**WHAT YOU WILL DO:**
Output the records below line for line, with no changes, and omit the pictures from your output.

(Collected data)
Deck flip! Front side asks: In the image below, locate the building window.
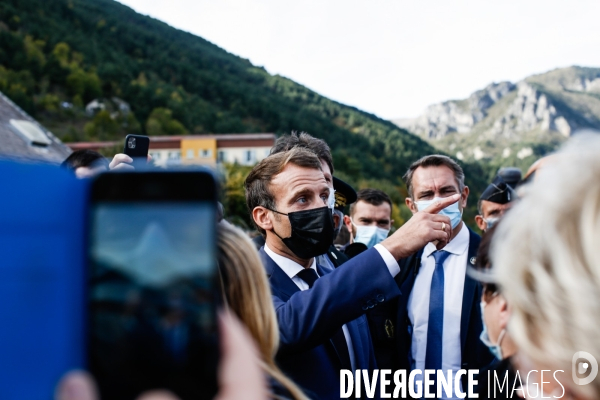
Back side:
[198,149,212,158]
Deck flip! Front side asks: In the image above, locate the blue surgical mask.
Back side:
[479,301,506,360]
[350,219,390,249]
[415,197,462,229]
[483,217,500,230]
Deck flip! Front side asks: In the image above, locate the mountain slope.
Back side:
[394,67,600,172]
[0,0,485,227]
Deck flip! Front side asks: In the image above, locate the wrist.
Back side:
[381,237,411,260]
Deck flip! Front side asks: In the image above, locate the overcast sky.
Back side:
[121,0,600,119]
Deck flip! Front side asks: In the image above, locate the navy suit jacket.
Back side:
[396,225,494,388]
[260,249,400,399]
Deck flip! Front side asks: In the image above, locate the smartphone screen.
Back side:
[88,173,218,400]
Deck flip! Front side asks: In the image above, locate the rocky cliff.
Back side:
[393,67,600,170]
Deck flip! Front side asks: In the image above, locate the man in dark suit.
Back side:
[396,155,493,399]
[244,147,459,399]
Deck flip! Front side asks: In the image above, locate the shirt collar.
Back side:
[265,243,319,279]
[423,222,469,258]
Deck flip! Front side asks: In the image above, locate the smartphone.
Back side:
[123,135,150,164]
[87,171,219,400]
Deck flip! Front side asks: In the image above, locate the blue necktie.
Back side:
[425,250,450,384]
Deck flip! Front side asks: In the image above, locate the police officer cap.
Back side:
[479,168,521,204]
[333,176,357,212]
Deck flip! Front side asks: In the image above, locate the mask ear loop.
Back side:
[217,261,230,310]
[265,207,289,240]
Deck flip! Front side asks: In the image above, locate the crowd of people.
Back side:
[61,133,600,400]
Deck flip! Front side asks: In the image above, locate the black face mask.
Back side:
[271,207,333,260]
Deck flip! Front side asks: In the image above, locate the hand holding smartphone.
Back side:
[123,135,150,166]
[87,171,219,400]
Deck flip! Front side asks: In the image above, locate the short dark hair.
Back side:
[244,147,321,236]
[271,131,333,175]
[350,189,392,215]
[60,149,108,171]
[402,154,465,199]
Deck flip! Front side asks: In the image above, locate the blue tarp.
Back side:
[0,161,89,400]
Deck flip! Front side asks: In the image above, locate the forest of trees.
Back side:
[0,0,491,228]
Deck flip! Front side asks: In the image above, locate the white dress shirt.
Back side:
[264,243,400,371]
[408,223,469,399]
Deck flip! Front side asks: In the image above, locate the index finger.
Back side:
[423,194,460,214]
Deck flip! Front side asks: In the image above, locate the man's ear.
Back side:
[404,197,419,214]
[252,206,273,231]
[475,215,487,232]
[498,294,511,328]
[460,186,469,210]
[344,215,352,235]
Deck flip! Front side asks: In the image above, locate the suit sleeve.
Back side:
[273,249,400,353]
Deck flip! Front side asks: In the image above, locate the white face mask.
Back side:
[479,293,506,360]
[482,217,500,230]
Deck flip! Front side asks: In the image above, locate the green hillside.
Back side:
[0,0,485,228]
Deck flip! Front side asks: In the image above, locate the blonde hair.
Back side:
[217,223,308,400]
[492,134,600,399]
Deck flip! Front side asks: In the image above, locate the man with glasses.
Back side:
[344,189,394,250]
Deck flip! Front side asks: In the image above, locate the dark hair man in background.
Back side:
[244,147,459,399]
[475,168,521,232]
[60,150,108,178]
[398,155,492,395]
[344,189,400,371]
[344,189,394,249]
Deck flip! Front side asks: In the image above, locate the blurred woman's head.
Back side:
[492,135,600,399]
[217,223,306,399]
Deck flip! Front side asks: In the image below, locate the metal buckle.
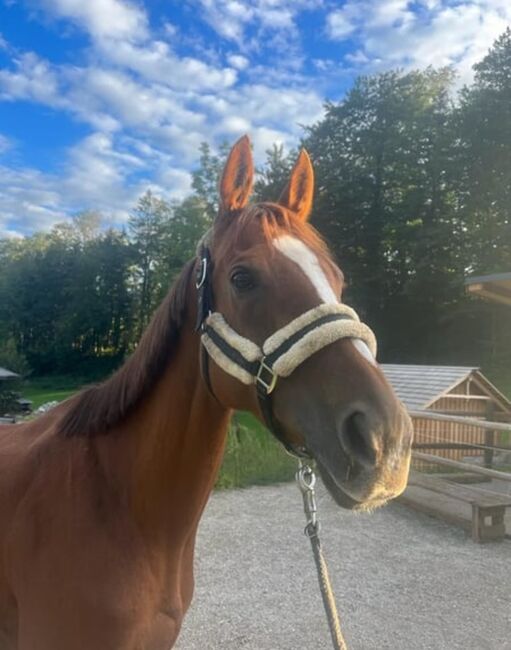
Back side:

**OUTPUT BELOW:**
Deck flip! Front side asks: In the image below, locate the building window.
Back side:
[198,149,212,158]
Deck flip! Front side asks: In the image above, locate the blue surgical mask.
Back side:
[479,301,506,360]
[350,219,390,249]
[415,197,462,229]
[483,217,500,230]
Deck flip! Front side asks: In the image above, locate the mountain slope.
Back side:
[394,67,600,172]
[0,0,485,227]
Deck flip! Front side asks: In the image above, locate the wrist.
Back side:
[381,237,411,260]
Deck flip! Front side asks: In the image above, locate the overcast sky.
Back side:
[121,0,600,119]
Deck flip! Front side asks: In the image above, locate the navy suit jacket.
Back side:
[396,225,494,388]
[260,249,400,399]
Deck flip! Front side asks: In the image above, locate the smartphone screen.
Back side:
[88,173,218,400]
Deck flip! Front side asks: In the image above, locate the rocky cliff.
Back side:
[393,67,600,170]
Deck flip! Front side asks: In the image above, locate the man in dark suit.
Back side:
[396,155,493,399]
[244,147,459,399]
Deck flip! Front side asks: In the image above, locate the shirt collar.
Back side:
[265,243,319,279]
[423,222,469,258]
Deck flip! Front side asks: In the image above, locate the smartphone.
Back side:
[123,135,150,164]
[87,171,219,400]
Deck flip! Front side asks: In the image above, locate the blue necktie.
Back side:
[425,250,450,384]
Deck flip! Front side asks: In the image above, locate the police officer cap.
Back side:
[479,168,521,204]
[333,176,357,212]
Deck flip! Front side asks: In the image above, locate the mask ear loop.
Back side:
[217,261,230,310]
[265,207,289,240]
Deck flip! Front side asks: In the image above, locate the crowd of people.
Back side:
[61,133,600,400]
Deck flip! Front side asks: In the image above, locate the black face mask.
Back side:
[271,207,333,260]
Deck flip! Front side asks: In the image above, locate the hand holding smartphone.
Back side:
[123,135,150,166]
[87,171,219,400]
Deck flip! Front side asks: In the image above, locate the short dark hair.
Back side:
[244,147,321,236]
[271,131,333,175]
[350,189,392,215]
[60,149,108,171]
[402,154,465,199]
Deck flip! Front side asks: In the image above, locate the blue tarp.
Back side:
[0,161,89,400]
Deck flip! Front side asks: In the image above, locate the forest of trees.
Back side:
[0,0,491,228]
Deck flip! Front side asks: In the image above, locate the white dress shirt.
Back side:
[264,243,400,371]
[408,223,469,399]
Deck flip! Front side asks: In the image above, locate the index finger.
Back side:
[423,194,460,214]
Deck flip! Front side asks: In the image above, locate the man's ear.
Back side:
[404,197,419,214]
[252,206,273,231]
[475,215,487,232]
[498,294,511,328]
[460,186,469,210]
[344,215,352,235]
Deck flip! Front side asks: In the image above, locate the suit sleeve.
Back side:
[273,249,400,353]
Deck flip! Front side asks: In the image above, locate the white face mask.
Back side:
[479,293,506,360]
[482,217,500,230]
Deck flip! Front side asks: In the image above, locate the green hillside.
Back side:
[0,0,485,228]
Deck flip! Front side asks: In the image above, locate the blonde hair.
Back side:
[217,223,308,400]
[492,134,600,399]
Deck flip! Front side asks: In the image above, locate the man with glasses.
Back side:
[344,189,394,250]
Deck flip! Front side asks: In the image above, locate the dark hair man in background.
Back side:
[244,147,459,399]
[475,168,521,232]
[60,150,108,178]
[398,155,492,395]
[344,189,400,371]
[344,189,394,249]
Deck flip! Front side asks: In the image above, locate the blurred woman's head.
Back side:
[492,135,600,399]
[217,223,306,399]
Deck flip! Front side asks: In the image below, locate the metal buckle.
Back side:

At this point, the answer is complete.